* _Texte source_
^^^^^^^^

L’envie
Lorsque Abarth a révélé en avant première sa 124 lors du Salon de Genève 2016, j’ai eu un électrochoc. Tétanisé que j’étais. J’aime tellement ces caisses pleines de caractère, pleines de coffre, surtout quand on présente la version Compétition avant celle de série. Grand amateur de sport auto et de rallyes, je ne pouvais passer à côté d’elle. Je lorgnais alors sur la version de série, nommé Abarth 124 Spider.
Et puis les années ont passé, les essais aussi, les vacances. Je n’ai pas pu prendre le volant de l’Abarth 124 avant aujourd’hui. Dieu comme j’ai attendu ce moment. Et me voilà au volant de la belle Italienne. Cette fois, pas d’Abarth 124 Spider mais sa version GT, avec son hard-top en carbone, tout droit fabriqué par Adler Group, dont le patron était un pote de Sergio Marchionne, aujourd’hui décédé. Pas mal la bande de copains ! Donc nous disions, cette GT s’en retrouve chic et sport à la fois. Une expression digne d’un mauvais communiqué de presse rédigé pour un modèle vieillissant auquel on donne un coup de jeune. Chic et sport à la fois, sauf qu’ici tout est vrai, c’est une sacrée bagnole qu’on a là. Elle ne vieillit pas, elle n’a pas vieilli, elle sent juste le vintage comme on aime. Enfin comme j’aime surtout.

^^^^^^^^

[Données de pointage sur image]
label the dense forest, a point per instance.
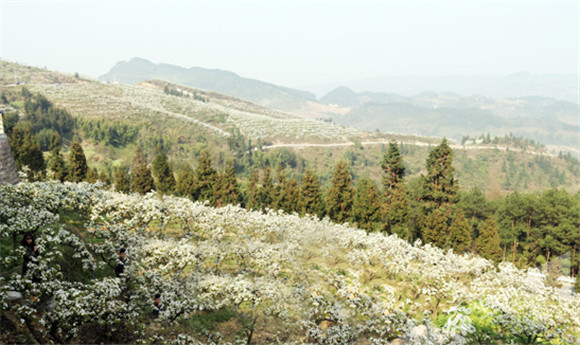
(535, 229)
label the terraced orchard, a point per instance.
(228, 275)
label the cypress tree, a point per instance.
(227, 189)
(57, 165)
(367, 204)
(266, 192)
(311, 199)
(487, 244)
(141, 179)
(77, 163)
(459, 233)
(185, 181)
(397, 211)
(435, 230)
(205, 177)
(440, 184)
(103, 177)
(291, 199)
(162, 173)
(122, 183)
(253, 198)
(393, 167)
(340, 195)
(92, 175)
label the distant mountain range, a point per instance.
(269, 95)
(543, 119)
(537, 107)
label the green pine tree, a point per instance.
(92, 175)
(141, 179)
(393, 167)
(340, 195)
(440, 184)
(459, 233)
(367, 205)
(162, 173)
(488, 243)
(252, 191)
(266, 192)
(122, 183)
(205, 177)
(396, 211)
(227, 189)
(185, 181)
(77, 163)
(435, 230)
(57, 165)
(311, 199)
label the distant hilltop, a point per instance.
(265, 94)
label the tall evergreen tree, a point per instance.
(397, 211)
(311, 199)
(162, 173)
(367, 205)
(459, 233)
(487, 244)
(440, 184)
(77, 163)
(227, 189)
(205, 177)
(253, 193)
(141, 179)
(57, 165)
(340, 195)
(92, 175)
(25, 150)
(393, 167)
(122, 183)
(395, 203)
(266, 192)
(435, 230)
(185, 181)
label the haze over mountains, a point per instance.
(532, 106)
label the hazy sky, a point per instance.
(296, 43)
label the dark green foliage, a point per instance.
(436, 228)
(487, 244)
(340, 195)
(226, 190)
(122, 183)
(393, 167)
(205, 178)
(162, 173)
(396, 211)
(115, 133)
(184, 183)
(459, 233)
(25, 150)
(92, 175)
(48, 139)
(42, 114)
(57, 165)
(266, 192)
(252, 191)
(440, 185)
(367, 204)
(311, 199)
(141, 179)
(77, 163)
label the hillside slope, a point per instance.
(228, 274)
(272, 96)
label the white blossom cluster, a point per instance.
(321, 282)
(96, 100)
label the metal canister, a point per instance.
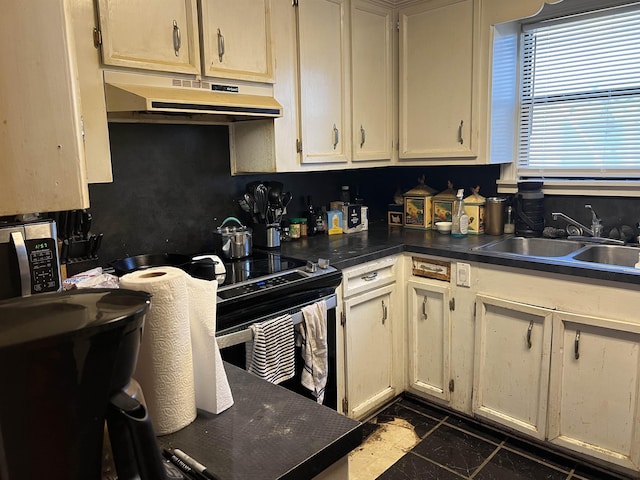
(494, 221)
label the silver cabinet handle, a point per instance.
(177, 40)
(220, 45)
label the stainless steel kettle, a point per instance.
(233, 242)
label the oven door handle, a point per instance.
(245, 335)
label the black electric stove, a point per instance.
(266, 283)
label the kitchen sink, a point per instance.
(609, 255)
(538, 247)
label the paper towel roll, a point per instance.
(212, 387)
(165, 362)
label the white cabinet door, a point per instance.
(594, 402)
(160, 35)
(323, 81)
(436, 80)
(511, 367)
(42, 157)
(236, 39)
(368, 359)
(429, 338)
(372, 81)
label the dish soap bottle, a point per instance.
(459, 218)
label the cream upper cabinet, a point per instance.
(323, 81)
(436, 80)
(160, 35)
(42, 156)
(594, 396)
(236, 39)
(371, 81)
(429, 337)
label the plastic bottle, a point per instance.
(459, 218)
(311, 217)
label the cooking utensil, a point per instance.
(233, 241)
(261, 197)
(140, 262)
(203, 268)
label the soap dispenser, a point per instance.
(459, 217)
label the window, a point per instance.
(579, 96)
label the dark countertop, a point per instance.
(381, 240)
(268, 433)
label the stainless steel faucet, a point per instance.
(596, 223)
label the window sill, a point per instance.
(600, 188)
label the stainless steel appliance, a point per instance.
(29, 261)
(267, 285)
(67, 358)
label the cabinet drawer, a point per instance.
(368, 276)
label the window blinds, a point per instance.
(580, 97)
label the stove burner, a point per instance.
(261, 264)
(266, 283)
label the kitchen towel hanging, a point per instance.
(313, 330)
(169, 367)
(270, 355)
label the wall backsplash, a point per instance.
(172, 186)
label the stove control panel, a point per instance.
(260, 284)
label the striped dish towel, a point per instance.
(271, 353)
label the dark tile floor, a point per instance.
(453, 447)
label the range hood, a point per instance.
(128, 93)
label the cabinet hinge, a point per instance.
(97, 37)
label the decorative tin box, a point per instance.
(417, 206)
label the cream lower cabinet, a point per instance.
(370, 317)
(511, 367)
(557, 358)
(594, 397)
(429, 338)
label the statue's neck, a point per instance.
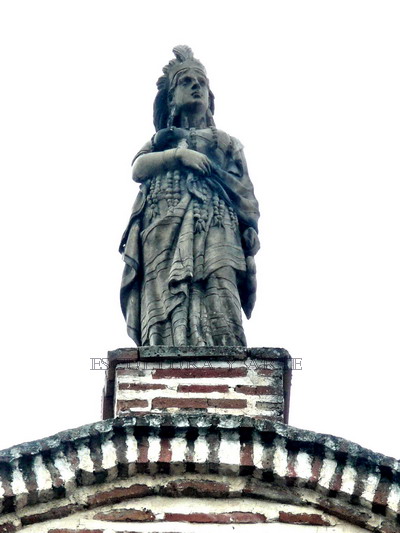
(192, 120)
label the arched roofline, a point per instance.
(279, 461)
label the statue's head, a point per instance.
(184, 85)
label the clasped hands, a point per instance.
(190, 159)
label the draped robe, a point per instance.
(187, 271)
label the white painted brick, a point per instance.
(280, 460)
(258, 451)
(394, 498)
(109, 455)
(43, 478)
(178, 448)
(85, 461)
(154, 449)
(327, 472)
(349, 478)
(303, 465)
(131, 446)
(370, 487)
(229, 450)
(201, 449)
(18, 484)
(63, 466)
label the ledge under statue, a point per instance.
(192, 236)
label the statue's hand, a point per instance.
(194, 160)
(251, 242)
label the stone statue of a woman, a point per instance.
(190, 243)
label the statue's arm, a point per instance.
(150, 164)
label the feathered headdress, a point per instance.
(183, 60)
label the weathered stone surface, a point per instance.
(126, 515)
(191, 240)
(276, 463)
(303, 519)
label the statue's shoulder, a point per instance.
(146, 148)
(228, 143)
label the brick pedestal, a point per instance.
(220, 380)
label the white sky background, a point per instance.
(312, 90)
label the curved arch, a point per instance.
(191, 453)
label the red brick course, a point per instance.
(126, 515)
(188, 373)
(203, 388)
(227, 403)
(124, 405)
(303, 518)
(141, 386)
(197, 403)
(198, 489)
(236, 517)
(76, 531)
(7, 528)
(256, 390)
(57, 512)
(118, 494)
(183, 403)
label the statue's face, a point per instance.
(191, 93)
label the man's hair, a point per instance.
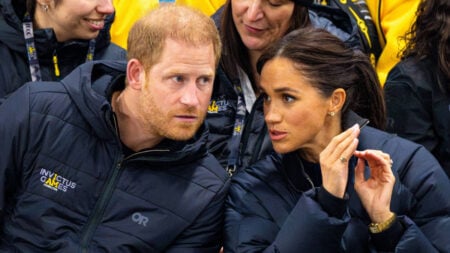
(147, 37)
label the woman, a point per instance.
(417, 90)
(247, 28)
(338, 186)
(43, 40)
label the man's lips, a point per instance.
(96, 24)
(187, 118)
(253, 29)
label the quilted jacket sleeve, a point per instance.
(259, 219)
(14, 124)
(421, 198)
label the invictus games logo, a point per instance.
(56, 182)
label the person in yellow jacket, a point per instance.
(127, 12)
(392, 18)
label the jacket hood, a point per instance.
(11, 31)
(90, 86)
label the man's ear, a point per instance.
(135, 74)
(43, 2)
(337, 100)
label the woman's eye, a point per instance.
(275, 3)
(288, 98)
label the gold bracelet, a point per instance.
(382, 226)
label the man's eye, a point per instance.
(178, 79)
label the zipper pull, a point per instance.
(55, 64)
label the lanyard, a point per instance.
(35, 69)
(237, 131)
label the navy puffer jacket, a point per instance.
(66, 185)
(272, 207)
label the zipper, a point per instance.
(100, 206)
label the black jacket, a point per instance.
(67, 184)
(272, 207)
(418, 109)
(14, 65)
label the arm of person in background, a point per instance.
(408, 115)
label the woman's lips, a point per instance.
(277, 135)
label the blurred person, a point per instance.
(238, 136)
(112, 158)
(335, 184)
(44, 40)
(417, 90)
(127, 12)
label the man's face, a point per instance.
(177, 90)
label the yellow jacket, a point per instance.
(127, 12)
(393, 19)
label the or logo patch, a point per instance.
(56, 182)
(140, 219)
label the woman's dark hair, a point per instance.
(234, 51)
(328, 64)
(429, 36)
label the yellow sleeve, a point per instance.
(206, 6)
(393, 19)
(127, 12)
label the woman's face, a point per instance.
(295, 111)
(75, 19)
(261, 22)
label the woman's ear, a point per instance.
(135, 74)
(337, 100)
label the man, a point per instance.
(113, 158)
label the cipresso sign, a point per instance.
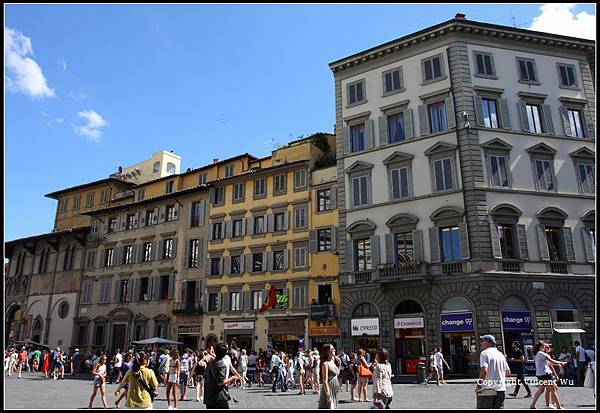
(368, 326)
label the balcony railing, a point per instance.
(558, 267)
(322, 312)
(402, 270)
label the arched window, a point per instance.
(365, 310)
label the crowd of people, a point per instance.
(207, 374)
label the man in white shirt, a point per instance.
(491, 386)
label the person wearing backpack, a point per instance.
(142, 384)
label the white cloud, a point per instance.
(23, 74)
(91, 129)
(559, 19)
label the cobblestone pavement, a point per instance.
(33, 392)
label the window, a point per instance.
(170, 168)
(450, 237)
(151, 217)
(358, 137)
(239, 190)
(498, 171)
(300, 218)
(300, 297)
(237, 228)
(533, 118)
(197, 210)
(356, 92)
(171, 215)
(257, 262)
(112, 224)
(300, 179)
(506, 234)
(404, 247)
(575, 123)
(400, 182)
(324, 200)
(217, 231)
(202, 179)
(363, 254)
(544, 175)
(392, 81)
(144, 292)
(148, 255)
(236, 264)
(259, 225)
(280, 184)
(396, 127)
(164, 287)
(484, 64)
(432, 68)
(123, 290)
(278, 260)
(169, 188)
(257, 299)
(130, 221)
(437, 117)
(104, 196)
(128, 259)
(527, 70)
(235, 301)
(586, 176)
(108, 261)
(260, 187)
(90, 200)
(300, 257)
(324, 239)
(554, 240)
(490, 113)
(443, 174)
(219, 195)
(215, 266)
(213, 301)
(567, 75)
(279, 219)
(360, 191)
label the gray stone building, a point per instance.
(466, 191)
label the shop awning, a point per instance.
(569, 330)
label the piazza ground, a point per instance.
(33, 392)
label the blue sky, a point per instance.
(92, 87)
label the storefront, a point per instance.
(190, 337)
(566, 323)
(322, 333)
(409, 337)
(517, 325)
(459, 340)
(287, 334)
(239, 334)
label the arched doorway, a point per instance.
(409, 336)
(14, 321)
(459, 341)
(566, 323)
(364, 326)
(517, 325)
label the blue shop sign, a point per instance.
(516, 320)
(457, 322)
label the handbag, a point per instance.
(364, 372)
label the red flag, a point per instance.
(271, 301)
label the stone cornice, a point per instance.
(501, 33)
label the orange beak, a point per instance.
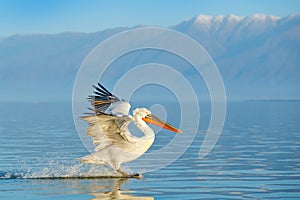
(151, 119)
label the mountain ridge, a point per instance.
(256, 55)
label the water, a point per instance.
(256, 157)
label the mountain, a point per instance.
(258, 57)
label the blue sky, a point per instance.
(53, 16)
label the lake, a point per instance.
(257, 157)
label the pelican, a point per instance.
(108, 128)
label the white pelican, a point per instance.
(108, 129)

^^^^^^^^

* _Consignes_
1. Selon le texte sur l'Abarth 124, quelle entreprise a fabriqué le hard-top en carbone de la version GT ?
2. Restituez le passage du texte sur l'Abarth 124 allant de « Et puis les » jusqu'à « comme j’aime surtout. » inclus.

* _Corrigés_
1. Adler Group.

2.
Et puis les années ont passé, les essais aussi, les vacances. Je n’ai pas pu prendre le volant de l’Abarth 124 avant aujourd’hui. Dieu comme j’ai attendu ce moment. Et me voilà au volant de la belle Italienne. Cette fois, pas d’Abarth 124 Spider mais sa version GT, avec son hard-top en carbone, tout droit fabriqué par Adler Group, dont le patron était un pote de Sergio Marchionne, aujourd’hui décédé. Pas mal la bande de copains ! Donc nous disions, cette GT s’en retrouve chic et sport à la fois. Une expression digne d’un mauvais communiqué de presse rédigé pour un modèle vieillissant auquel on donne un coup de jeune. Chic et sport à la fois, sauf qu’ici tout est vrai, c’est une sacrée bagnole qu’on a là. Elle ne vieillit pas, elle n’a pas vieilli, elle sent juste le vintage comme on aime. Enfin comme j’aime surtout.